> [Exercise goal]:
Return every line of the listing, exactly as it reads.

> [Extracted material]:
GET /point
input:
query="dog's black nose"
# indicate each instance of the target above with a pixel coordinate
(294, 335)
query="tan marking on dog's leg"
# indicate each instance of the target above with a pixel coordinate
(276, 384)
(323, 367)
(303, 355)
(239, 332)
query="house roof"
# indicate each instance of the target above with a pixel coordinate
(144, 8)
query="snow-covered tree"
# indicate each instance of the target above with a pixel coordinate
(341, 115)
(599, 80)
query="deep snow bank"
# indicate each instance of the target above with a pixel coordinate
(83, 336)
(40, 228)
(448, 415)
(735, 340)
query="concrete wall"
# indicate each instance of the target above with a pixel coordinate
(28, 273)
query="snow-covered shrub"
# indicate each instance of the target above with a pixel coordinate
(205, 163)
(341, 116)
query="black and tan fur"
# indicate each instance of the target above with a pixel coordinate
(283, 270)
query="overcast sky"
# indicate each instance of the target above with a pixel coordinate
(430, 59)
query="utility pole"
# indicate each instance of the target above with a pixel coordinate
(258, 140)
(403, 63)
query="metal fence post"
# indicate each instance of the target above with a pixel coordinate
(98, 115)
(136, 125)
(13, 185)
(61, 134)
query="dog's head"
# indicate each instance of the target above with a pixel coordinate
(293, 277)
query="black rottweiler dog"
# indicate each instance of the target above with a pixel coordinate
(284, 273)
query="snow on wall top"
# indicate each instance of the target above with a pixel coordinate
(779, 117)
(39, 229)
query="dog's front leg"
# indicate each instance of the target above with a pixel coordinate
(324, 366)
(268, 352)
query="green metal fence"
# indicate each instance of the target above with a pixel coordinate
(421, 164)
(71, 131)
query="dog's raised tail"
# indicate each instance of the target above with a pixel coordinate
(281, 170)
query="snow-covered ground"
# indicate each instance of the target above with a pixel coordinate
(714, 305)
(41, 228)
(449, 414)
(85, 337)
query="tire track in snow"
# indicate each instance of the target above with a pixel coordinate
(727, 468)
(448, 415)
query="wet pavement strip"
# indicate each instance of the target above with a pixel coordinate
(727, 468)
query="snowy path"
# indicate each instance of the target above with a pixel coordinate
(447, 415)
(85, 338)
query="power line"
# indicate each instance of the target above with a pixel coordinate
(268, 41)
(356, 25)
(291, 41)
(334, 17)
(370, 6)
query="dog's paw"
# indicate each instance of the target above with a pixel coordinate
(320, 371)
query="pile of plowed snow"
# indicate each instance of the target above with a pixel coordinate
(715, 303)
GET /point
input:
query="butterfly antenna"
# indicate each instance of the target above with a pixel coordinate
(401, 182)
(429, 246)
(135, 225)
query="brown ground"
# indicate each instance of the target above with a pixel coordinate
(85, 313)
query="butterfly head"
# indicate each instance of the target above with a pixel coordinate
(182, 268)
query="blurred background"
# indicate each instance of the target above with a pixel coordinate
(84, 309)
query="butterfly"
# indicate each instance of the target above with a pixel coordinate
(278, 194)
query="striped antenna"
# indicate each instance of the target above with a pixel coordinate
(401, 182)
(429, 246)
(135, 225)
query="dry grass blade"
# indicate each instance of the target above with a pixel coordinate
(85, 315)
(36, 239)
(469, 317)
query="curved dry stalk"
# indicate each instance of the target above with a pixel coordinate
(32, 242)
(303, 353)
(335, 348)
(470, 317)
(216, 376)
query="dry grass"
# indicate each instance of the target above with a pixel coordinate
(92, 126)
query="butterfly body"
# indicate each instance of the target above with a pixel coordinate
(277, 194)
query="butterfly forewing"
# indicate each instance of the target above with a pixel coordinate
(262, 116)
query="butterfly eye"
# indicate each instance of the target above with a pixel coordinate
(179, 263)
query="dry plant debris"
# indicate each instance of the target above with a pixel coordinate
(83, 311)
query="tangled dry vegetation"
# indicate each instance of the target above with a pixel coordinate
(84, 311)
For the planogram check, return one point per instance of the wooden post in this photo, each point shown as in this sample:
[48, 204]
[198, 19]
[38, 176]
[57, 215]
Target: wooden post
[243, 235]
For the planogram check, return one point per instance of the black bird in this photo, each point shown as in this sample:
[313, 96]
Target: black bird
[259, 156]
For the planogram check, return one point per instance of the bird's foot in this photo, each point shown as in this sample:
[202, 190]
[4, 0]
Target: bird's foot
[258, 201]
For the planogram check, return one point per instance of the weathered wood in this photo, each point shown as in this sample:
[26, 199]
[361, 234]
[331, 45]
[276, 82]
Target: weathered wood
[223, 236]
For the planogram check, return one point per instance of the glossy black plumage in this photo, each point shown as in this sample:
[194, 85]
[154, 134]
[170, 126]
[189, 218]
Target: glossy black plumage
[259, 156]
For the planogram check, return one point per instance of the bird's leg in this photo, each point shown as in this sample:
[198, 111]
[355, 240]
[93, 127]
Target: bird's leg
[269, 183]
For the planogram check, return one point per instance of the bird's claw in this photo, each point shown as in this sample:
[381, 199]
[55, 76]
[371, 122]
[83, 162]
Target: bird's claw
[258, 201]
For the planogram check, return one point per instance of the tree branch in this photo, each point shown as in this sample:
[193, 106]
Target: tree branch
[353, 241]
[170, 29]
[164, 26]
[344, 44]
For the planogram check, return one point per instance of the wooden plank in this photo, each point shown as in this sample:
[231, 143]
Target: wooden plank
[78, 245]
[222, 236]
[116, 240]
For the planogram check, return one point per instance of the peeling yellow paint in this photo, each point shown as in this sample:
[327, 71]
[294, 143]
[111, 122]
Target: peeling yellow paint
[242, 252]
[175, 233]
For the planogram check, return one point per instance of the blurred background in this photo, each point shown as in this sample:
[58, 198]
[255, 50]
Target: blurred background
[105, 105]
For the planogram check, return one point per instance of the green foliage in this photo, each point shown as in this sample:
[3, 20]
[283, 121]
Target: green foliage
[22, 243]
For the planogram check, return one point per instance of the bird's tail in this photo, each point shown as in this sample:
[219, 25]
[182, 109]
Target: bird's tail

> [Result of the task]:
GET /point
input:
query="dog's black nose"
# indicate each instance of the target above with a pixel coordinate
(294, 335)
query="tan marking on dog's leg"
# indicate each instance of the target above with a pixel coordinate
(276, 384)
(323, 367)
(303, 355)
(239, 332)
query="house roof"
# indicate each instance of the target above with a pixel coordinate
(144, 8)
query="snow-covered tree"
# indicate each instance of the target above with a pixel coordinate
(341, 115)
(599, 80)
query="deep snow bank"
# indicate each instance of the target above with a pixel coordinate
(83, 336)
(40, 228)
(448, 415)
(735, 340)
query="concrete wall"
# indicate each instance of the target above with a pixel coordinate
(28, 273)
query="snow-covered shrub"
# indicate each instance of the target above with a pixel coordinate
(205, 163)
(341, 116)
query="black and tan fur"
# indicate each instance of the target above with a pixel coordinate
(283, 270)
query="overcast sky"
# indicate each instance of the target above with a pixel coordinate
(430, 59)
query="utility pole"
# indicate each instance of the target above with a pixel coordinate
(258, 140)
(403, 63)
query="metal fence post"
# indicate each instance of the target above with a pixel coordinate
(98, 115)
(136, 125)
(13, 185)
(61, 134)
query="dog's head"
# indicate each instance of the target above with a pixel coordinate
(293, 277)
query="black rottweiler dog"
# indicate each instance of the target above with a pixel coordinate
(284, 273)
query="snow on wall top"
# indicate each instance of the target above with a pixel coordinate
(779, 117)
(39, 229)
query="dog's front leg"
# indicate each instance of the target above with a pixel coordinate
(324, 366)
(268, 352)
query="green metal fence"
# indicate each instance of the target above with a pixel coordinate
(421, 164)
(71, 131)
query="dog's raised tail"
# indicate each instance of the target above with a pixel coordinate
(281, 170)
query="snow-covered ground"
# indicate each instance of the target above with a pixel coordinate
(714, 305)
(41, 228)
(449, 414)
(85, 337)
query="tire track in snow"
# indicate each instance of the target above with a pixel coordinate
(727, 468)
(448, 415)
query="wet pavement strip"
# indicate each instance of the target above with a pixel coordinate
(727, 468)
query="snowy path"
# indicate each instance of the target above with a pixel coordinate
(447, 415)
(85, 338)
query="power line"
# indicate each instance of the target above with a pixel coordinate
(268, 41)
(356, 25)
(291, 41)
(334, 17)
(370, 6)
query="dog's paw"
# indicate each instance of the target above with a pixel coordinate
(320, 371)
query="pile of plowed snow"
# indicate each instance of the target above with a pixel coordinate
(715, 303)
GET /point
input:
query="butterfly antenna"
# indicate each instance of the target above with a pixel coordinate
(401, 182)
(429, 246)
(135, 225)
query="brown ground"
# indicate each instance of the target above with a pixel coordinate
(85, 313)
query="butterfly head"
# indicate each instance of the target above with a pixel coordinate
(182, 268)
query="blurred background"
# indicate each instance of the target above with a pixel coordinate
(84, 309)
query="butterfly"
# indicate each instance of the target above with a pixel coordinate
(278, 194)
query="striped antenna"
# indicate each instance of the target above with a pixel coordinate
(401, 182)
(429, 246)
(135, 225)
query="dry grass blade"
# indicate each instance of the target above with a pixel coordinate
(85, 315)
(36, 239)
(469, 317)
query="curved dry stalk"
# indicate each instance of the target above with a pixel coordinate
(32, 242)
(303, 353)
(335, 348)
(470, 317)
(216, 376)
query="dry grass"
# indicate each instance of the target above with a pixel coordinate
(92, 126)
query="butterfly body"
# indicate each instance of the target above with a pixel coordinate
(277, 194)
query="butterfly forewing"
# indicate each instance of the target above with a pixel coordinate
(262, 116)
query="butterfly eye"
# indicate each instance of the target above with a pixel coordinate
(179, 263)
query="dry plant debris"
# indicate each instance of the target above with a pixel coordinate
(83, 311)
query="tangled dry vegetation"
# indicate each instance of the target above with a pixel coordinate
(84, 311)
For the planogram check, return one point per instance of the wooden post in this photo, each point shown as in this sample:
[48, 204]
[198, 19]
[38, 176]
[57, 215]
Target: wooden post
[243, 235]
For the planogram check, return one point per instance of the black bird in this photo, each point shown as in this sample:
[313, 96]
Target: black bird
[259, 156]
For the planogram check, return one point per instance of the bird's foot in this photo, each point shown as in this sample:
[202, 190]
[4, 0]
Target: bird's foot
[258, 201]
For the planogram check, return one point per instance of the weathered wood in this photo, each point shown as in this sample:
[26, 199]
[361, 234]
[331, 45]
[276, 82]
Target: weathered wood
[223, 236]
For the planogram check, return one point per instance of the glossy black plumage in this photo, each point shown as in this sample:
[194, 85]
[154, 134]
[170, 126]
[189, 218]
Target: glossy black plumage
[259, 156]
For the planogram check, return one point per instance of the bird's leg in this photo, each point shown as in this sample:
[198, 111]
[355, 240]
[93, 127]
Target: bird's leg
[269, 183]
For the planogram check, return one point per instance of the bird's claw in this photo, each point shown as in this sample:
[381, 199]
[55, 76]
[371, 122]
[83, 162]
Target: bird's claw
[258, 201]
For the planogram check, return one point per instance of the tree branch in this photo, each point shown as in this sample:
[193, 106]
Target: tree branch
[353, 241]
[170, 29]
[164, 26]
[344, 44]
For the planogram check, return one point per instance of the wooden plank in this photo, each point shown as in this sample:
[231, 143]
Target: wooden plank
[78, 245]
[222, 236]
[116, 240]
For the planogram check, return one point per instance of the peeling yellow paint in this photo, each point shown as in this sample:
[327, 71]
[294, 143]
[111, 122]
Target: peeling yellow paint
[242, 252]
[175, 233]
For the planogram check, return one point per instance of the blurred background in this photo, each point shown as in this sample:
[58, 198]
[255, 50]
Target: blurred background
[105, 105]
For the planogram check, return one point per instance of the green foliage in this photo, each point shown as in this sample:
[3, 20]
[283, 121]
Target: green foliage
[22, 243]
For the planogram check, return one point per instance of the bird's tail in this photo, each point shown as in this sample:
[219, 25]
[182, 109]
Target: bird's tail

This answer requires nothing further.